Selected excerpt »
----

A Complete Guide to A/B Testing in Python: p-Values, Z-Tests, and Business Metrics

Oftentimes, when we compare two versions of a product, it’s difficult to tell whether the changes made in the alternative version are actually producing the expected results or if the differences we see could simply be due to chance. This is where statistical significance comes in; it represents the idea of measuring how likely it is that an outcome was caused by randomness rather than by a real change. In scientific literature, the term “statistically significant” appears frequently, and it refers to a result that is unlikely to have occurred by chance. In other words, it indicates that a particular treatment or change had a real, measurable impact on the results.

But how can we make sure a result is statistically significant? We can use a simple hypothesis test to answer that question. We begin with a straightforward assumption: that the result happened by chance, meaning our treatment or product change had no real impact. This is what we call the null hypothesis. In an A/B test, the null hypothesis states that both versions produce the same outcomes.

----

Exercise brief »
Answer these questions using the A/B testing guide:
1. According to the guide, what does the term "statistically significant" refer to?
2. What name does the guide give to the assumption that the result happened by chance?
3. In an A/B test, what does that assumption state?

----

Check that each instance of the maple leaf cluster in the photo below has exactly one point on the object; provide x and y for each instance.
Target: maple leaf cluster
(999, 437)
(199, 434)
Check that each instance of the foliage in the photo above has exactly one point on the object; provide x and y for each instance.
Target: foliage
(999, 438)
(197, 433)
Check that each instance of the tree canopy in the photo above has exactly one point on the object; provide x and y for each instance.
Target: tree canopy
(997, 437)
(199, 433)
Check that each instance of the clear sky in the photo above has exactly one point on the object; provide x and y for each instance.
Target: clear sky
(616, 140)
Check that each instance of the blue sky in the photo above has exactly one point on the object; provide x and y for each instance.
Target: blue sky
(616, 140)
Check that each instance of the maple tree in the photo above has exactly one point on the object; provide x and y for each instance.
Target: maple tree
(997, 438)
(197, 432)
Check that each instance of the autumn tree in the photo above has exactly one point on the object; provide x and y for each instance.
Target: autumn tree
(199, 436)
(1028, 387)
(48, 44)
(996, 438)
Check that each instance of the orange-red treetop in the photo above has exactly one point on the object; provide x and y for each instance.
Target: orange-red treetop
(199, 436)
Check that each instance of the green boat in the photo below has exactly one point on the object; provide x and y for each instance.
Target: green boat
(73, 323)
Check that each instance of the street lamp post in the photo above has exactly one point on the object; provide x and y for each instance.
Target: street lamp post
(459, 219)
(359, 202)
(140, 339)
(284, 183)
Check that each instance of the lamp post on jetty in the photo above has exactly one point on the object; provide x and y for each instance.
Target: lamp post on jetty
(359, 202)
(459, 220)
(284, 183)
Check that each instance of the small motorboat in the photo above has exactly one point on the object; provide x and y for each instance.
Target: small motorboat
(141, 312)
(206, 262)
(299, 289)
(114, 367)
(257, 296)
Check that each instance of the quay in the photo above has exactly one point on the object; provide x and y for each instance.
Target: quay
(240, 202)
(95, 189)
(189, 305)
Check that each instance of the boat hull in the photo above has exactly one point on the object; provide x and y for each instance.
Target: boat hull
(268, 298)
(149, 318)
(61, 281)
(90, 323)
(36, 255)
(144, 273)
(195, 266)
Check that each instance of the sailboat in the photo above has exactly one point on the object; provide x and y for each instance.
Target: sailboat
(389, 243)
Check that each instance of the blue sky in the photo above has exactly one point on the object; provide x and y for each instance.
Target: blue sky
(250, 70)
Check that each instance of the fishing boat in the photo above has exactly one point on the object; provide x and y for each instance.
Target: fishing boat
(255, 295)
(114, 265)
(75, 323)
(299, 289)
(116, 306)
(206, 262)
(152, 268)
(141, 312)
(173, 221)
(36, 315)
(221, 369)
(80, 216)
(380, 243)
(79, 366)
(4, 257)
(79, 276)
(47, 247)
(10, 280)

----

Solution to this exercise »
1. A result that is unlikely to have occurred by chance.
2. The null hypothesis.
3. That both versions produce the same outcomes.